[Object outline annotations]
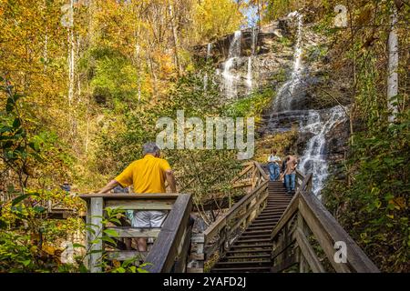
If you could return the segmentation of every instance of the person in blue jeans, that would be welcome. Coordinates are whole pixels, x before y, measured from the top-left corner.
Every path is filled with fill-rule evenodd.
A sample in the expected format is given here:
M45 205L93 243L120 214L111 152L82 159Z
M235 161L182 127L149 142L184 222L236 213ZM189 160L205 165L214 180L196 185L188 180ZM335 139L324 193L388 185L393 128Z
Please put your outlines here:
M286 192L288 194L294 193L297 166L298 162L296 157L293 156L289 156L289 159L286 163L286 169L284 176Z
M276 150L272 149L268 156L268 168L271 181L276 181L281 175L280 165L281 158L276 156Z

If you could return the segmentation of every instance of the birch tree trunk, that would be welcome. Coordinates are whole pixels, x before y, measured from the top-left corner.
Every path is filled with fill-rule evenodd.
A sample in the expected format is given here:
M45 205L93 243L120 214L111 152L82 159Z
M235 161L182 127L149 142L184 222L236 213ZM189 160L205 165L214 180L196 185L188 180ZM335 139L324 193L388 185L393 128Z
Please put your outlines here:
M168 9L169 9L169 21L170 21L171 29L172 29L172 38L174 40L175 66L178 69L178 75L180 75L181 72L182 72L182 68L180 66L179 58L178 56L179 42L178 42L177 27L175 26L174 13L173 13L173 9L172 9L172 5L171 5L169 0L168 1Z

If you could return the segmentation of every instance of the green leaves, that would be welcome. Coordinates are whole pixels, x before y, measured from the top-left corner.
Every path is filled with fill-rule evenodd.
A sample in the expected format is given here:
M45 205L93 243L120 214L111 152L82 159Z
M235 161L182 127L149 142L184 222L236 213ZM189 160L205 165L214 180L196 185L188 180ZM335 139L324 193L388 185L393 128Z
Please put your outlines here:
M19 204L23 200L28 198L29 196L38 196L38 193L29 193L29 194L20 195L18 197L13 199L12 206L15 206L15 205Z

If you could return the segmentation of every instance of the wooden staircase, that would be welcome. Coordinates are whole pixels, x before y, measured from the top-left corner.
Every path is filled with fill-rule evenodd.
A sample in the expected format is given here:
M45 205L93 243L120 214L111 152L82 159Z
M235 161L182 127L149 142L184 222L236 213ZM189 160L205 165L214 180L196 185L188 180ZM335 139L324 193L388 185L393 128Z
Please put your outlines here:
M233 242L211 272L270 272L272 242L271 235L292 196L280 181L268 182L266 206L245 231Z

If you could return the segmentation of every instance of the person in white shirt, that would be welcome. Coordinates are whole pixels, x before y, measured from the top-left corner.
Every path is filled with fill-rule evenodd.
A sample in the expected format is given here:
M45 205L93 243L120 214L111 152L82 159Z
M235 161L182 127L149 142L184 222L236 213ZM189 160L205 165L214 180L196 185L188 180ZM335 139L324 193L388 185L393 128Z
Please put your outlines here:
M268 168L271 181L276 181L281 175L280 171L281 158L276 156L276 150L272 149L268 156Z

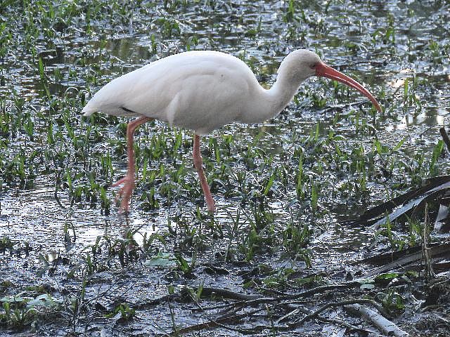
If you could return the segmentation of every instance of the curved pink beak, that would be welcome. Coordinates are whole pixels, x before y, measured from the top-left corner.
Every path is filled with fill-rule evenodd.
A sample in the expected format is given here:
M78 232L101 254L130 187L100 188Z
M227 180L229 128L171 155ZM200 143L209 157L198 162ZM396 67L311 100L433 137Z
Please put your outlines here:
M375 99L375 97L373 97L366 88L359 84L354 79L349 77L347 75L345 75L340 72L338 72L335 69L333 69L331 67L330 67L329 65L326 65L323 62L321 62L316 65L316 76L321 76L323 77L328 77L328 79L335 79L339 82L351 86L352 88L354 88L366 97L367 97L369 100L371 100L377 110L380 112L382 112L381 107L378 104L378 102L377 102L377 100Z

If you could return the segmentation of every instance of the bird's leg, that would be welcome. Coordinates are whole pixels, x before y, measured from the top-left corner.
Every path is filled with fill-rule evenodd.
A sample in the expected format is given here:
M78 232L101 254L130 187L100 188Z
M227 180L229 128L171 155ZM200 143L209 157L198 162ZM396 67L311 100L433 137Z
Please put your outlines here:
M136 185L134 182L134 148L133 145L133 135L138 126L143 123L153 119L150 117L141 117L132 121L130 121L127 126L127 148L128 155L128 165L127 168L127 176L112 184L113 187L124 184L117 192L118 197L122 197L120 201L120 212L128 213L129 211L129 199L131 197L133 190Z
M205 199L206 200L206 204L208 206L208 211L214 213L216 210L216 205L214 203L214 199L211 195L210 191L210 186L207 181L206 181L206 177L205 176L205 172L202 167L203 161L202 160L202 155L200 152L200 136L194 135L194 146L193 151L193 157L194 159L194 166L198 173L198 178L200 179L200 183L202 185L202 190L203 190L203 194L205 194Z

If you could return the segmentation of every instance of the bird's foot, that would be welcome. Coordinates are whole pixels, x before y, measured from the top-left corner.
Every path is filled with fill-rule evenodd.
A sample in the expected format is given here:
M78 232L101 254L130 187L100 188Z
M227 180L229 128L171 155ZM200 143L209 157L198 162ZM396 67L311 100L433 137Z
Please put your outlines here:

§ **What is required**: Reproduce all of the material above with "that would be welcome" swapped for "I would be grateful" and nothing else altered. Omit the pictures from your reply.

§ **Expected answer**:
If you could return the segmentation of every instance of the person in blue jeans, I would be grateful. Coordinates are whole pixels, x before y, measured from the top-left corner.
Every path is filled with fill-rule evenodd.
A sample in the expected format is given here:
M45 205L93 243L120 214L111 152L82 159Z
M235 161L182 127L149 142L184 222L236 213ZM189 160L205 165L214 180L196 185L188 180ZM335 139L324 193L388 185L393 128Z
Please put your outlines here:
M286 192L288 194L294 193L297 166L298 162L296 157L293 156L289 156L289 159L286 163L286 169L284 176Z
M276 150L272 149L268 156L268 168L271 181L276 181L281 175L280 165L281 158L276 156Z

If you could return the segmentation of every instance of the birch tree trunk, I would be grateful. Coordinates are whole pixels, x before y, measured from the top-left corner.
Every path is filled with fill-rule evenodd.
A sample in the expected format is given here:
M45 205L93 243L120 214L111 152L82 159Z
M235 161L182 127L149 142L184 222L236 213ZM189 160L205 165L214 180L196 185L188 180ZM335 139L324 193L388 185L393 128Z
Please put your outlines here:
M168 9L169 9L169 21L170 21L171 29L172 29L172 38L174 40L175 66L178 69L178 75L180 75L181 72L182 72L182 68L180 66L179 58L178 56L179 42L178 42L177 27L175 26L174 13L173 13L173 9L172 9L172 5L171 5L169 0L168 1Z

If you could return the segmentation of every instance of the green leaves, I would be grateful. Coordinates are whole pixels, x before y, measured from the top-left corner.
Every path is filled with fill-rule evenodd.
A sample in the expected format is given here:
M45 205L93 243L120 214L111 152L82 159Z
M235 161L182 127L149 142L184 222L236 213ZM189 160L205 165L214 180L196 185L188 180ZM335 139L324 193L388 185L393 128Z
Please put your outlines here:
M19 204L23 200L28 198L29 196L38 196L38 193L29 193L29 194L20 195L18 197L13 199L12 206L15 206L15 205Z

If you could return the segmentation of every instance of the wooden staircase, I would be grateful. Coordinates are whole pixels, x before y, measured from the top-left corner.
Every path is filled with fill-rule evenodd.
A sample in the expected format is given here:
M45 205L93 243L120 214L111 152L82 159Z
M235 161L182 127L149 142L184 222L236 213ZM189 160L205 165L214 180L196 185L188 180ZM335 139L324 193L388 185L393 128Z
Please put your outlines here:
M233 242L211 272L270 272L272 242L271 235L292 196L280 181L268 182L266 206L245 231Z

If you could return the segmentation of every instance of the person in white shirt, I would be grateful. Coordinates are whole pixels, x before y, measured from the top-left corner.
Every path is filled with fill-rule evenodd.
A sample in the expected format is given here:
M45 205L93 243L120 214L111 152L82 159Z
M235 161L182 127L149 142L184 222L236 213ZM189 160L205 165L214 180L196 185L188 180ZM335 139L324 193L388 185L393 128Z
Please put your outlines here:
M268 168L271 181L276 181L281 175L280 171L281 158L276 156L276 150L272 149L268 156Z

If you could return the segmentation of every instance of the curved pink beak, I would be grateful. Coordinates are whole pixels, x before y, measured from the top-left corner.
Every path is filled with fill-rule evenodd.
A sample in the expected format is given here:
M78 232L101 254L130 187L100 188Z
M227 180L229 128L171 155ZM200 143L209 157L198 162ZM396 67L311 100L433 137Z
Please put your outlines here:
M375 99L375 97L373 97L366 88L359 84L354 79L349 77L347 75L345 75L340 72L338 72L335 69L333 69L331 67L330 67L329 65L326 65L323 62L321 62L316 65L316 76L321 76L323 77L328 77L328 79L335 79L339 82L351 86L352 88L354 88L366 97L367 97L369 100L371 100L377 110L380 112L382 112L381 107L378 104L378 102L377 102L377 100Z

If you could return the segmentation of every instance of the bird's leg, I would be grateful. Coordinates are whole pixels, x before y, measured from the top-left corner.
Every path is filled with fill-rule evenodd.
A sample in the expected format is given here:
M78 232L101 254L130 187L100 188Z
M227 180L229 128L171 155ZM200 143L209 157L198 162ZM396 67L311 100L433 137Z
Please put your outlines here:
M136 185L134 182L134 148L133 145L133 135L138 126L143 123L153 119L150 117L141 117L132 121L130 121L127 126L127 148L128 155L128 165L127 168L127 176L112 184L113 187L124 184L117 192L118 197L122 197L120 201L120 212L128 213L129 211L129 199L131 197L133 190Z
M205 199L206 200L206 204L208 206L208 211L214 213L216 210L216 205L214 203L214 199L211 195L210 191L210 186L207 181L206 181L206 177L205 176L205 172L202 167L203 161L202 160L202 155L200 152L200 136L194 135L194 146L193 151L193 157L194 159L194 166L198 173L198 178L200 179L200 183L202 185L202 190L203 190L203 194L205 194Z

If you could return the segmentation of every instance of the bird's foot, I would be grateful. Coordinates are whole pixels, x before y, measured from the top-left corner.
Every path is filled with fill-rule evenodd.
A sample in the expected format is given here:
M78 232L101 254L130 187L100 188Z
M227 180L229 128L171 155ZM200 143L209 157L198 162ZM396 67L311 100L433 137Z
Please put your outlines here:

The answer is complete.